* TEXT PROVIDED *
BEGIN

# Pheasant tags?



## #1DEER 1-I (Sep 10, 2007)

Would anyone be for pheasant tags at $5 a peace and you can only buy 2 or 3 of them a year per person, and all the money made would go to improving pheasants in Utah?


----------



## Kwalk3 (Jun 21, 2012)

I personally wouldn't be that excited about it. I probably just wouldn't hunt pheasants in Utah(not exactly a pheasant hunter's mecca anyways). Also, anyone can pay 15 bucks a bird and go somewhere and have a better experience where there are birds without having to hunt the swamp next to the rest of Utah fighting for the few pheasants we have(Salt Lake area anyway).

I think choosing to donate 5 bucks to an organization like pheasants forever would be equally effective, as I don't think that tags would raise a ton of revenue for public land pheasants. That's just my opinion though, and I'm no expert on the subject.


----------



## Hbarber (Nov 28, 2011)

END

* DIRECTIONS *
Reproduce the forum thread on pheasant tags above in full, word for word.

(Image entries on named regions)

BEGIN

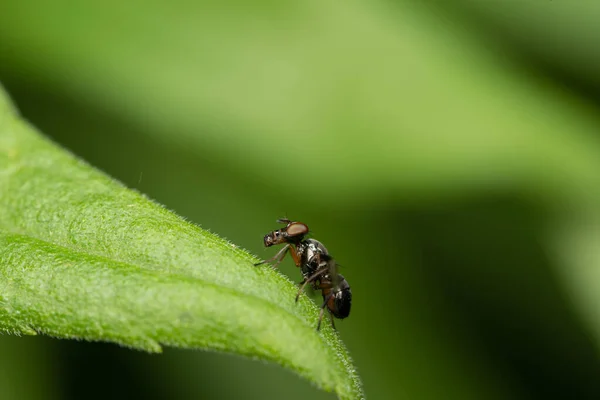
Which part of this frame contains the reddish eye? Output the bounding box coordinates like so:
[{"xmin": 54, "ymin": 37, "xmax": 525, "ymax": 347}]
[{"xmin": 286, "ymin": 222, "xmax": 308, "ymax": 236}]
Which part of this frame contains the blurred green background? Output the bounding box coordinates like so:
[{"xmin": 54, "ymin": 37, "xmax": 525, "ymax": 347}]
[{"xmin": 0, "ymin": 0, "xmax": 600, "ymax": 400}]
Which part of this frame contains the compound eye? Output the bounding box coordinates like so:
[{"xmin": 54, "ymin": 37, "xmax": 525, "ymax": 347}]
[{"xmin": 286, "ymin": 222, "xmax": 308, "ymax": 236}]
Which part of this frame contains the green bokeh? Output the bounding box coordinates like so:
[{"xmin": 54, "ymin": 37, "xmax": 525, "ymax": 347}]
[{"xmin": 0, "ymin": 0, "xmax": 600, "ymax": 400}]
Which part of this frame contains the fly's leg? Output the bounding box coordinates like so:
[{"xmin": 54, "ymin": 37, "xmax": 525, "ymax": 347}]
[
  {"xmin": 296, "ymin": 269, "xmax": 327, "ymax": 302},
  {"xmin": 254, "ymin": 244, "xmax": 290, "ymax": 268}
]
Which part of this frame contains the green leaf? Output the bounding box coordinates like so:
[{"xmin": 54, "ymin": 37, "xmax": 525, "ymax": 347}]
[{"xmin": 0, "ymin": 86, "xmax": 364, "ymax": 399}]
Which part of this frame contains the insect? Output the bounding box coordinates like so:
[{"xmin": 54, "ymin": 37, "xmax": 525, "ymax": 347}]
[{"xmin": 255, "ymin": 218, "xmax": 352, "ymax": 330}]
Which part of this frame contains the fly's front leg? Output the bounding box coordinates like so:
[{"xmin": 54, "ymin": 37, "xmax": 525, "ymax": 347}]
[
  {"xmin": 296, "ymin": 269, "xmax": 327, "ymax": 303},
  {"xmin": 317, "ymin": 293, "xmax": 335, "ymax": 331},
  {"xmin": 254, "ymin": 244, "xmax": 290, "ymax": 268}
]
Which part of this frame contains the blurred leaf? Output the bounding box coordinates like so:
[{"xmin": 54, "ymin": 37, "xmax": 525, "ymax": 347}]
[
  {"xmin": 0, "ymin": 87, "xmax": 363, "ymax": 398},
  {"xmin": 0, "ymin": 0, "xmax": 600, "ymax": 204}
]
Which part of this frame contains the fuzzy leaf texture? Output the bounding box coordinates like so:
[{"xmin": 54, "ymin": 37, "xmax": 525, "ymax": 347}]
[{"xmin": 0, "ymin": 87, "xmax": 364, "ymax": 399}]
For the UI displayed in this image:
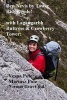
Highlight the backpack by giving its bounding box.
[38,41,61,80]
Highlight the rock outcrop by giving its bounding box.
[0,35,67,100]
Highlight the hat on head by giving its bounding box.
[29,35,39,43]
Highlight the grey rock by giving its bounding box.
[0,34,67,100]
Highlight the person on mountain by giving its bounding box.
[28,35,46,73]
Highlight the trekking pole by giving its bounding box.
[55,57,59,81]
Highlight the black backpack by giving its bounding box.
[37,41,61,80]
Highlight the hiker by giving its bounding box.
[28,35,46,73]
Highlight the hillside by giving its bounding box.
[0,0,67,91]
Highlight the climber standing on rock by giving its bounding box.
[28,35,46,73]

END

* TASK OUTPUT *
# Pheasant tags?



## #1DEER 1-I (Sep 10, 2007)

Would anyone be for pheasant tags at $5 a peace and you can only buy 2 or 3 of them a year per person, and all the money made would go to improving pheasants in Utah?


----------



## Kwalk3 (Jun 21, 2012)

I personally wouldn't be that excited about it. I probably just wouldn't hunt pheasants in Utah(not exactly a pheasant hunter's mecca anyways). Also, anyone can pay 15 bucks a bird and go somewhere and have a better experience where there are birds without having to hunt the swamp next to the rest of Utah fighting for the few pheasants we have(Salt Lake area anyway).

I think choosing to donate 5 bucks to an organization like pheasants forever would be equally effective, as I don't think that tags would raise a ton of revenue for public land pheasants. That's just my opinion though, and I'm no expert on the subject.


----------



## Hbarber (Nov 28, 2011)